──────── Źródło ────────
- Biorąc pod uwagę, jak bardzo spłaszczona jest ta dolna ósemka, każdy punkt jest bezcenny. Mieliśmy jedną czy dwie sytuacje, wykorzystaliśmy jedną i trzy punkty zostały. Cieszę się z tego, że nie straciliśmy bramki - mówił po meczu z Wisłą Kraków Romuald Szukiełowicz.
Śląsk Wrocław pokonał zespół Białej Gwiazdy dzięki bramce Tomasza Hołoty zdobytej w 79. minucie meczu. W drużynie WKS-u w tym spotkaniu zadebiutowali trzej nowi piłkarze: Ryota Morioka, Lasza Dwali i Andras Gosztonyi.
- U Morioki widać inny sposób grania. U nas jest więcej gry kontaktowej i on jeszcze do tego jakoś się nie przystosował tak, jak byśmy chcieli. Ale to zrobi. Poza tym mieliśmy mało gier - trzy mecze. Jestem przekonany, że z każdym tygodniem będzie to lepiej wyglądało. Widać, jaką ma łatwość uwolnienia się, poszukania sobie pozycji, pokazania się partnerom. Przegrywa natomiast w bezpośredniej walce wręcz - opisywał szkoleniowiec.
────────
- _Zadanie A_
Kto według źródła strzelił bramkę dla Śląska Wrocław w meczu z Wisłą Kraków i w której minucie?
- _Zadanie B_
Proszę przepisać z zapisów wiersze od tego, który zawiera „Reviewer note: verify that every instance of the cooked”, do tego, który zawiera „column 444, row 606”, włącznie, zastępując „grain” słowem „seed”.
──────── Materiał do przetworzenia ────────
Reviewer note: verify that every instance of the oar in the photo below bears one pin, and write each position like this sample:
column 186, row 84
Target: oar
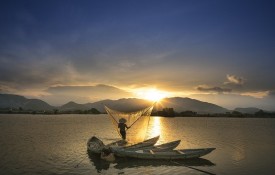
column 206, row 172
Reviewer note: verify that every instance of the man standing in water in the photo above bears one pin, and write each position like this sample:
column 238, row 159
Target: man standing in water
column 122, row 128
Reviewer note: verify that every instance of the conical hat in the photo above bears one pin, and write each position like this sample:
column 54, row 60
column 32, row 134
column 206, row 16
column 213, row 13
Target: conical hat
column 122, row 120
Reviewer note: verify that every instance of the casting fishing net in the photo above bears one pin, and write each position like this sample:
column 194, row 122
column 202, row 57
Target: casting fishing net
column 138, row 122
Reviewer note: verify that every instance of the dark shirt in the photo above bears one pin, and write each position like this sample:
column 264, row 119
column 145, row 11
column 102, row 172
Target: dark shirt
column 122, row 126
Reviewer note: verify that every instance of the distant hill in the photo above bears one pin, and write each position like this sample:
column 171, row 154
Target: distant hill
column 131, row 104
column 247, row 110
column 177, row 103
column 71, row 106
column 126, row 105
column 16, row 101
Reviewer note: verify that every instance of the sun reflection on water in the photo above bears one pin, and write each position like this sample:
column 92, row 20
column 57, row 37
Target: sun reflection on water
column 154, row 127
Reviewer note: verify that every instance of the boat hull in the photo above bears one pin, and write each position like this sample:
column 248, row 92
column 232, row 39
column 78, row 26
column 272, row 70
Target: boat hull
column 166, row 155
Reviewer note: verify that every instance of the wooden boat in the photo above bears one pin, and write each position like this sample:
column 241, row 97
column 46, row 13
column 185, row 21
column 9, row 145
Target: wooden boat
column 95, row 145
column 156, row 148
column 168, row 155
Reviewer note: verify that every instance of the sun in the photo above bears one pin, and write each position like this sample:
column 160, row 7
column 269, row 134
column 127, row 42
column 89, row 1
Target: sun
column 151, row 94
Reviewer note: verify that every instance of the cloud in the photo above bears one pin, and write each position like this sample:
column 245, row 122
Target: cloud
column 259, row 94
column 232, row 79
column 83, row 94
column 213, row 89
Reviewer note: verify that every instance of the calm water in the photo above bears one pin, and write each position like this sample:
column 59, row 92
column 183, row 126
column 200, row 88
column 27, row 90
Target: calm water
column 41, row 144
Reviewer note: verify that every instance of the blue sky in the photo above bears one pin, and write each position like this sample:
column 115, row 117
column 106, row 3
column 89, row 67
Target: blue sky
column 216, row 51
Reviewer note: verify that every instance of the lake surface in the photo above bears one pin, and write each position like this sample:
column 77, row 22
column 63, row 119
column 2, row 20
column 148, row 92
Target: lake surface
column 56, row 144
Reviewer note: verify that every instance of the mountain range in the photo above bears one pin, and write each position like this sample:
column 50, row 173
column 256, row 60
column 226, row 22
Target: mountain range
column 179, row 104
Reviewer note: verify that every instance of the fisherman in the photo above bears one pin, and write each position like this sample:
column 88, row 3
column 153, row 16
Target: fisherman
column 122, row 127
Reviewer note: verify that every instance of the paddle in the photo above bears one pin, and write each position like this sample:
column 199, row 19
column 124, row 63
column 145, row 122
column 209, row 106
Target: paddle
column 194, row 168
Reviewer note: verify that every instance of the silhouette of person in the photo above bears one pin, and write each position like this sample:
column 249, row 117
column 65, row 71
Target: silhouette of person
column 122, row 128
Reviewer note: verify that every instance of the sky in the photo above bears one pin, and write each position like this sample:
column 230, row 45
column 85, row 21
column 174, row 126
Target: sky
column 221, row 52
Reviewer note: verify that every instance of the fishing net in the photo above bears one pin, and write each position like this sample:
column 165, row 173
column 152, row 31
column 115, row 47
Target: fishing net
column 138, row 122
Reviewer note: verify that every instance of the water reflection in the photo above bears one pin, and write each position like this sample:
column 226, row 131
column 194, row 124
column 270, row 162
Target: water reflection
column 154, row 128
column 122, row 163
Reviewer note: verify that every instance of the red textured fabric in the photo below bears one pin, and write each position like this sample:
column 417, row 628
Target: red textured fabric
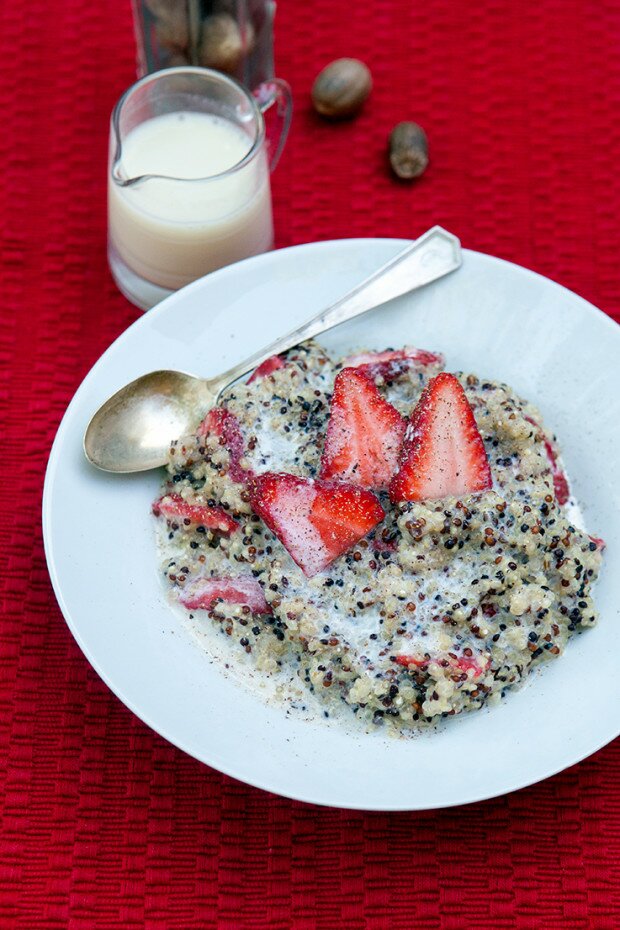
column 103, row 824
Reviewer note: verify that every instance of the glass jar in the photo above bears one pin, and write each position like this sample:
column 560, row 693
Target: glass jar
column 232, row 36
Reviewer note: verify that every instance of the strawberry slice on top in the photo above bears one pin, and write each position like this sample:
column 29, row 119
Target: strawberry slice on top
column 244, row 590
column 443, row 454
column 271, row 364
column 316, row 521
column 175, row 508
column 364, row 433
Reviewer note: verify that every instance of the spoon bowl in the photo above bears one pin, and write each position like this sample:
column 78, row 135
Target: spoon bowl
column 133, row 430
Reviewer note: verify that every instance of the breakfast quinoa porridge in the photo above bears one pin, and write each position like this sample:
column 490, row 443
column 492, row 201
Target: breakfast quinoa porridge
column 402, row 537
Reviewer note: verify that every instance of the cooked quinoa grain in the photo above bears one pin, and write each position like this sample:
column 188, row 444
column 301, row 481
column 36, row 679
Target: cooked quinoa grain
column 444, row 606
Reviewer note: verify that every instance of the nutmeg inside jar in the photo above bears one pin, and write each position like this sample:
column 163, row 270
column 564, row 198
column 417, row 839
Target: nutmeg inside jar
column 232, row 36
────────
- _Poprawny wynik A_
Tomasz Hołota, w 79. minucie.

- _Poprawny wynik B_
Reviewer note: verify that every instance of the cooked quinoa seed in the photo above bears one pin, and write each position like this sample:
column 188, row 444
column 301, row 481
column 36, row 679
Target: cooked quinoa seed
column 444, row 606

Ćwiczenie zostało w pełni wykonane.